#### AIM OF THE TASK:
Write out all of the entries that follow, word for word, but skip the pictures.

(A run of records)
▼

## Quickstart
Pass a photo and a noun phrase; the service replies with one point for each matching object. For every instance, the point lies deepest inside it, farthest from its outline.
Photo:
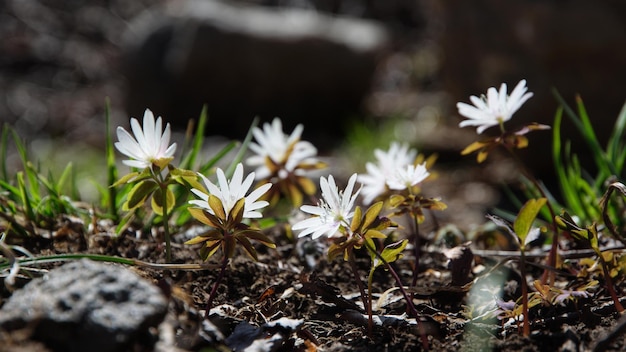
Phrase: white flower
(229, 193)
(375, 181)
(333, 211)
(149, 145)
(285, 152)
(495, 108)
(406, 177)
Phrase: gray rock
(245, 61)
(86, 306)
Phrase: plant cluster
(230, 203)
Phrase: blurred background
(356, 73)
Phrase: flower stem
(166, 224)
(609, 284)
(555, 233)
(367, 299)
(524, 294)
(409, 301)
(209, 304)
(416, 251)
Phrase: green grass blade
(243, 149)
(190, 159)
(615, 146)
(209, 164)
(29, 171)
(110, 160)
(567, 189)
(25, 198)
(583, 124)
(4, 145)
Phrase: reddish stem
(215, 285)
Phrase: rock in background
(245, 61)
(573, 46)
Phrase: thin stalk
(416, 252)
(23, 262)
(409, 301)
(555, 233)
(367, 299)
(166, 225)
(526, 331)
(609, 284)
(209, 304)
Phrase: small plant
(32, 199)
(396, 177)
(150, 152)
(523, 233)
(589, 235)
(224, 209)
(284, 161)
(495, 109)
(580, 189)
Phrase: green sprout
(523, 232)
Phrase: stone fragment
(87, 306)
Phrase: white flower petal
(494, 108)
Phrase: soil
(322, 297)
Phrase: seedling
(523, 232)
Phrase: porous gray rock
(245, 61)
(87, 306)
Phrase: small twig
(618, 330)
(209, 304)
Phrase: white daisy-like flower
(495, 108)
(408, 176)
(375, 181)
(149, 145)
(333, 212)
(285, 152)
(229, 193)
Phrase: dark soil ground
(323, 298)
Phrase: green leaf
(249, 248)
(390, 253)
(138, 194)
(127, 178)
(218, 208)
(526, 217)
(257, 236)
(157, 201)
(371, 214)
(204, 217)
(186, 178)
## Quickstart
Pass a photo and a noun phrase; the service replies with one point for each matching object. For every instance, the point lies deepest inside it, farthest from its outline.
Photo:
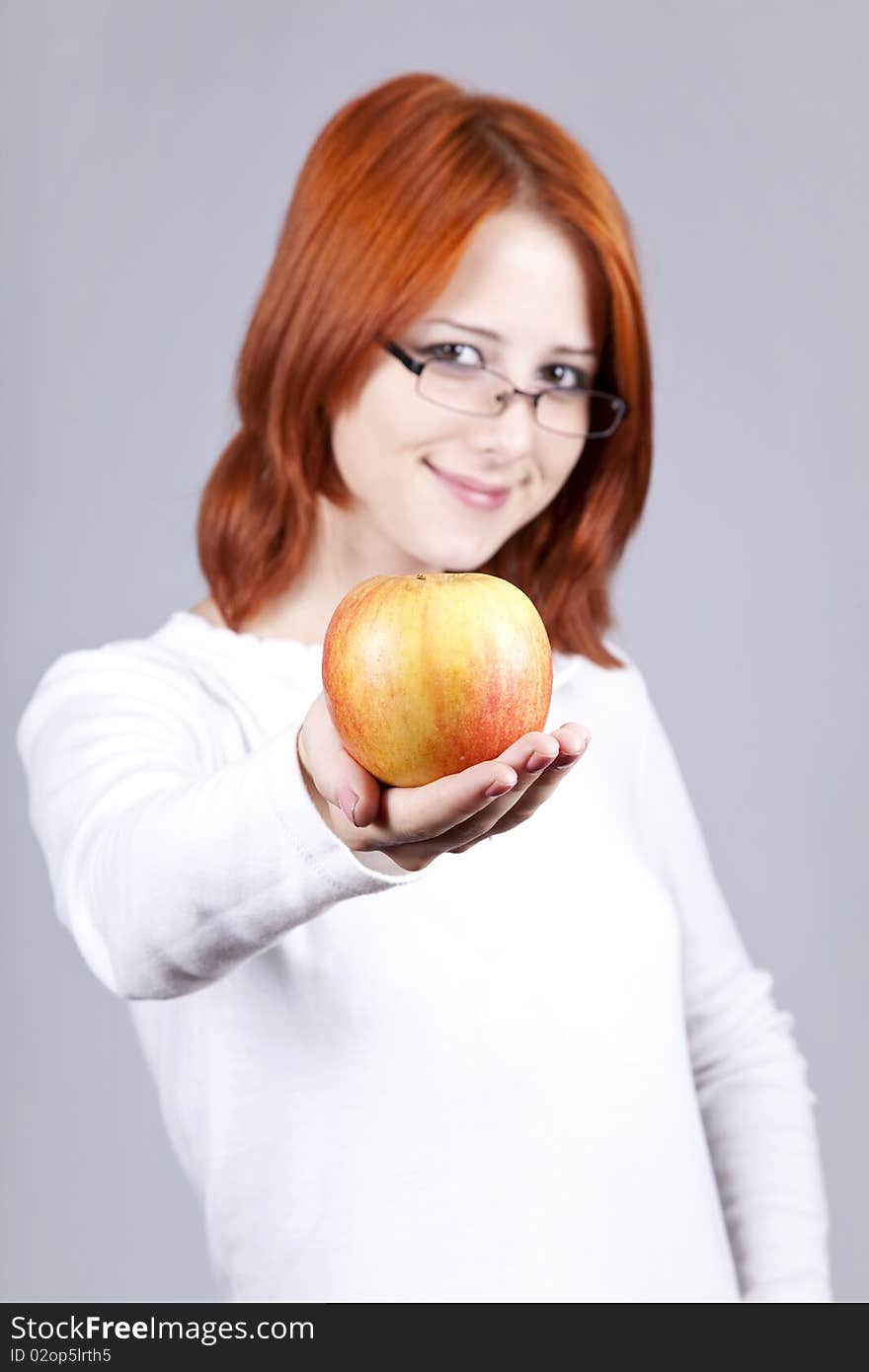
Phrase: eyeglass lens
(474, 390)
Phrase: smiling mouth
(467, 482)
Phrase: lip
(470, 492)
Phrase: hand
(418, 823)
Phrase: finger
(341, 781)
(573, 739)
(415, 813)
(452, 805)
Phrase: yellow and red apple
(432, 672)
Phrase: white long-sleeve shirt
(544, 1069)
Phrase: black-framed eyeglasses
(574, 412)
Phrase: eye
(576, 377)
(439, 350)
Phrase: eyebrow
(496, 338)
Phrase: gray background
(150, 151)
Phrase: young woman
(490, 1038)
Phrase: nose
(514, 429)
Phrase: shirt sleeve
(751, 1080)
(166, 870)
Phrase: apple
(432, 672)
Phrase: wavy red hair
(390, 192)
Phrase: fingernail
(500, 788)
(348, 800)
(537, 762)
(569, 762)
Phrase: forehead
(520, 277)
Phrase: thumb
(337, 776)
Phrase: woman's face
(521, 280)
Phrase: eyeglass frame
(418, 368)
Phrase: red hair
(389, 195)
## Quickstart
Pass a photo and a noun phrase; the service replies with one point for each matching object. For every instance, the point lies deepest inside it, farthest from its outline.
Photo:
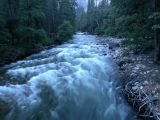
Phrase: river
(74, 81)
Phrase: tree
(65, 32)
(157, 31)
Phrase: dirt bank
(141, 82)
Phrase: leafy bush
(65, 32)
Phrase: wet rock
(4, 109)
(124, 61)
(113, 45)
(146, 82)
(135, 88)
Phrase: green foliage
(27, 25)
(129, 19)
(65, 32)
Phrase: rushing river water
(74, 81)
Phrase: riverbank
(140, 79)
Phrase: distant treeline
(137, 20)
(26, 25)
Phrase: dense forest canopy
(136, 20)
(30, 24)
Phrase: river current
(74, 81)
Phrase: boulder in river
(4, 109)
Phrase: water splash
(74, 81)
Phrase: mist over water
(74, 81)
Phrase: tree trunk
(157, 33)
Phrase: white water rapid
(74, 81)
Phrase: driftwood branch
(143, 102)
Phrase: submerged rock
(4, 109)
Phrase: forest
(28, 25)
(79, 59)
(138, 21)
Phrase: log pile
(143, 102)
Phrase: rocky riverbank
(140, 77)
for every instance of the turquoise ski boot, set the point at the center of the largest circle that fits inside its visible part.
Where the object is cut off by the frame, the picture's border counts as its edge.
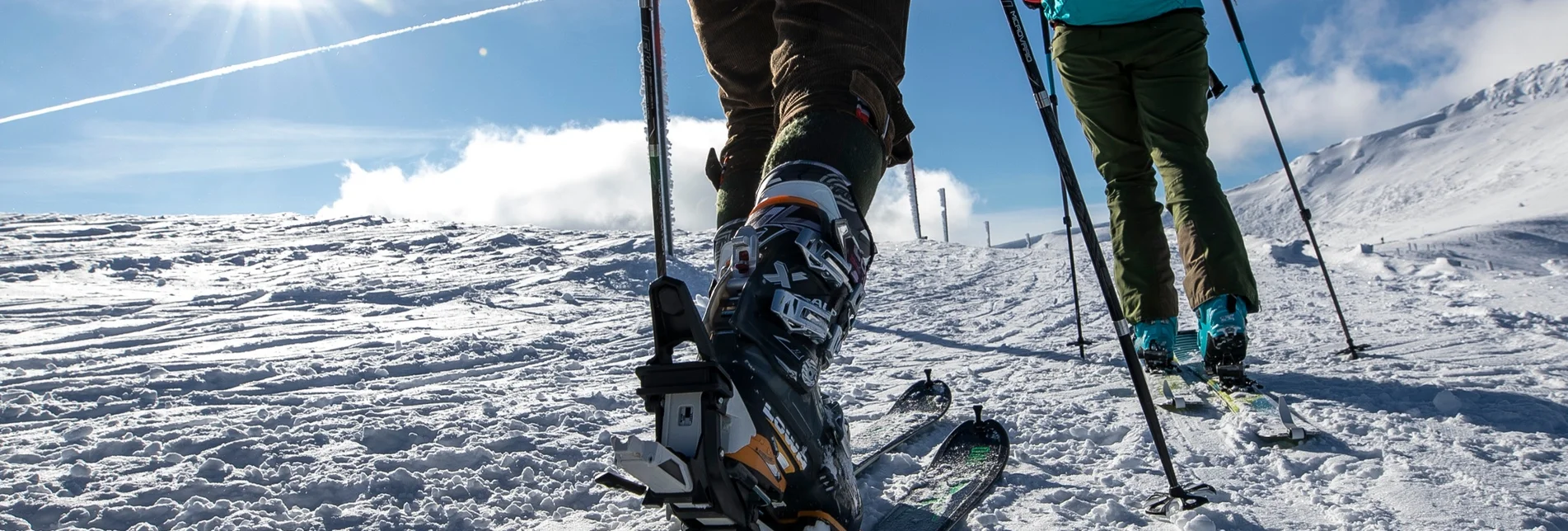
(1154, 343)
(1222, 338)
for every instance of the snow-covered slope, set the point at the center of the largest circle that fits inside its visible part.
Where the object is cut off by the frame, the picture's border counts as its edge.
(288, 373)
(1493, 157)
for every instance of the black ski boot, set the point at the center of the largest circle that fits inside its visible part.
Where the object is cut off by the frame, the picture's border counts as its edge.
(786, 291)
(1222, 338)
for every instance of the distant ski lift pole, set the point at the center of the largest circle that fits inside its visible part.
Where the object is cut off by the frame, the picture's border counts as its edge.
(941, 199)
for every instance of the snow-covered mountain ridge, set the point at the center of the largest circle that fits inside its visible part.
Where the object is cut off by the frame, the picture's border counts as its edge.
(289, 373)
(1498, 156)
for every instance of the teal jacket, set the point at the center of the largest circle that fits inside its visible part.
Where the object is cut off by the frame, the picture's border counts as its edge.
(1112, 12)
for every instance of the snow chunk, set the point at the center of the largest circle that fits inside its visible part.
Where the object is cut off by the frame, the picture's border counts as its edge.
(1446, 402)
(77, 434)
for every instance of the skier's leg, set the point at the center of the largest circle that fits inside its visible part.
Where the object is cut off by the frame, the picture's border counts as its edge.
(836, 82)
(1170, 81)
(1101, 93)
(737, 41)
(792, 277)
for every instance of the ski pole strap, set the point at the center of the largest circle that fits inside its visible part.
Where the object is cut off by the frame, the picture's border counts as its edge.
(1051, 60)
(1215, 87)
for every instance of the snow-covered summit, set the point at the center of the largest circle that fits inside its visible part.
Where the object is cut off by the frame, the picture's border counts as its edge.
(1493, 157)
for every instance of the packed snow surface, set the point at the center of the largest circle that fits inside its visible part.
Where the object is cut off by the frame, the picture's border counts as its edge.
(289, 373)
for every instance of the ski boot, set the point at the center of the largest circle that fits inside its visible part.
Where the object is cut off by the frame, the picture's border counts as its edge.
(784, 294)
(1222, 340)
(1156, 341)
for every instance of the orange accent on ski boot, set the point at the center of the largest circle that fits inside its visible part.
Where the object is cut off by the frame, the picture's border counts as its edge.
(758, 454)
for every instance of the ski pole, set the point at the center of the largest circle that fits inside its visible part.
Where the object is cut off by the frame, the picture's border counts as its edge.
(1352, 349)
(1066, 217)
(658, 129)
(1181, 497)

▲

#### RESULT:
## Quickstart
Pass a photo and a noun phrase; the service replies with one point for each matching object. For every instance, the point lies deepest inside it, farthest from its outline.
Photo:
Phrase: white flower
(229, 193)
(375, 181)
(333, 211)
(149, 145)
(285, 152)
(495, 108)
(406, 177)
Phrase: gray rock
(245, 61)
(86, 306)
Phrase: plant cluster
(230, 203)
Phrase: blurred background
(356, 73)
Phrase: flower stem
(166, 224)
(609, 284)
(555, 233)
(367, 299)
(524, 294)
(409, 301)
(209, 304)
(416, 251)
Phrase: green grass blade
(243, 149)
(190, 159)
(615, 146)
(209, 164)
(29, 171)
(110, 160)
(567, 189)
(25, 198)
(583, 124)
(4, 145)
Phrase: reddish stem
(215, 285)
Phrase: rock in background
(245, 61)
(573, 46)
Phrase: thin stalk
(416, 252)
(23, 262)
(409, 301)
(555, 233)
(367, 299)
(166, 225)
(526, 331)
(609, 284)
(209, 304)
Phrase: small plant
(32, 199)
(396, 177)
(150, 152)
(523, 233)
(589, 235)
(224, 209)
(284, 161)
(495, 109)
(580, 189)
Phrase: green sprout
(523, 232)
Phrase: stone fragment
(87, 306)
Phrase: white flower petal
(494, 108)
Phrase: soil
(322, 297)
Phrase: seedling
(523, 232)
Phrase: porous gray rock
(245, 61)
(87, 306)
Phrase: small twig
(618, 330)
(209, 304)
Phrase: white daisy-like flower
(495, 108)
(408, 176)
(375, 181)
(149, 145)
(333, 212)
(285, 152)
(229, 193)
Phrase: dark soil ground
(323, 298)
Phrase: green leaf
(249, 248)
(390, 253)
(138, 194)
(127, 178)
(218, 208)
(526, 217)
(257, 236)
(157, 201)
(371, 214)
(204, 217)
(186, 178)
## Quickstart
Pass a photo and a noun phrase; the service replies with one point for each matching object. For every instance, the point lies deepest inside it, farthest from its outline.
Photo:
Phrase: eyeglass lens
(474, 390)
Phrase: smiling mouth
(467, 482)
Phrase: lip
(470, 492)
Phrase: hand
(418, 823)
Phrase: finger
(341, 781)
(573, 739)
(415, 813)
(452, 805)
Phrase: yellow and red apple
(432, 672)
Phrase: white long-sleeve shirt
(544, 1069)
Phrase: black-framed eyeglasses
(574, 412)
Phrase: eye
(576, 377)
(439, 350)
Phrase: eyebrow
(496, 338)
Phrase: gray background
(150, 151)
Phrase: young woman
(490, 1038)
Phrase: nose
(514, 429)
Phrase: shirt sleeve
(751, 1080)
(166, 870)
Phrase: apple
(432, 672)
Phrase: wavy red hair
(390, 192)
Phrase: fingernail
(500, 788)
(348, 800)
(537, 762)
(569, 762)
Phrase: forehead
(520, 277)
Phrase: thumb
(337, 776)
Phrase: woman's face
(521, 280)
Phrase: eyeglass frame
(418, 368)
Phrase: red hair
(389, 195)
## Quickstart
Pass a photo and a noun phrase; the service replies with one point for each matching object. For every instance, the point lies deepest inside it, farthest from its outline.
Photo:
Phrase: river
(74, 81)
Phrase: tree
(65, 32)
(157, 31)
Phrase: dirt bank
(141, 82)
Phrase: leafy bush
(65, 32)
Phrase: wet rock
(4, 109)
(124, 61)
(113, 45)
(146, 82)
(135, 88)
Phrase: green foliage
(27, 25)
(129, 19)
(65, 32)
Phrase: rushing river water
(74, 81)
Phrase: riverbank
(140, 79)
Phrase: distant treeline
(137, 20)
(26, 25)
Phrase: dense forest canopy
(136, 20)
(30, 24)
Phrase: river current
(74, 81)
Phrase: boulder in river
(4, 109)
Phrase: water splash
(74, 81)
Phrase: mist over water
(74, 81)
Phrase: tree trunk
(157, 33)
Phrase: white water rapid
(74, 81)
Phrase: driftwood branch
(143, 102)
Phrase: submerged rock
(4, 109)
Phrase: forest
(28, 25)
(79, 59)
(138, 21)
Phrase: log pile
(143, 102)
Phrase: rocky riverbank
(140, 77)
for every instance of the turquoise ski boot, set the point at the center of the largest circle that fits inside its visible part.
Where the object is cut off by the frame, the picture's border counts as its edge.
(1154, 343)
(1222, 338)
for every instance of the snow-covered slope, set the point at the center of the largest circle that fits inside its visible part.
Where the object is cut off by the frame, the picture's border counts as its edge.
(288, 373)
(1493, 157)
for every instance of the black ski boot, set the point at the center of the largest circle that fits inside its visible part.
Where the object is cut off by the frame, the picture's border counts as its edge.
(786, 291)
(1222, 338)
for every instance of the distant ski lift pole, set the point at the center of the largest circle that fits inside its visible part.
Where the object is cut off by the frame, the picture's border counts as its edge.
(941, 199)
for every instance of the snow-covered mountain ridge, set the point at the center of the largest circle that fits inside its visible part.
Where the object is cut off by the frame, the picture's border counts as its edge.
(289, 373)
(1498, 156)
for every instance of the teal jacket, set the point at the center of the largest circle that fits inside its visible part.
Where the object is cut off by the frame, the picture's border counts as its edge.
(1112, 12)
for every instance of the snow chunk, set the point at the center of the largest circle that fits inside its visible part.
Where the object is cut off by the frame, the picture's border counts as its edge.
(1446, 402)
(77, 434)
for every instance of the skier's leg, set the point at the center of the largest circle that fits inside its visible part.
Where the object is cut off by the frame, the picture's border counts as its edge.
(836, 82)
(1170, 81)
(1101, 93)
(737, 41)
(792, 277)
for every instance of the ski pole strap, set the point at the center of the largest circle that fits inside its visible part.
Where the object is cut off by the frame, the picture's border counts as its edge.
(1051, 60)
(1215, 87)
for every instance of the snow-covered summit, set the point at the center of the largest circle that fits inside its visible part.
Where the object is cut off by the frame, the picture's border counts as its edge.
(1493, 157)
for every instance of the packed snow surface, set the point at the center of the largest circle that fits inside its visible part.
Where the object is cut off by the frame, the picture's border counts as its edge.
(289, 373)
for every instance of the ski boot, set the point at the center of the largest circle that fits inside its visible part.
Where the object is cut off by the frame, the picture's border counts as its edge.
(784, 294)
(1222, 340)
(1156, 341)
for every instance of the orange accent on ski boot, set the point at the center of the largest circle that fits inside its visible part.
Where the object is cut off by the frame, the picture's border counts as its edge.
(758, 454)
for every instance of the ski pole, set the point at the center of the largest circle that fits inside its visible part.
Where the object is cut off by the frame, the picture's border counts as its edge.
(1352, 349)
(1066, 217)
(658, 129)
(1181, 497)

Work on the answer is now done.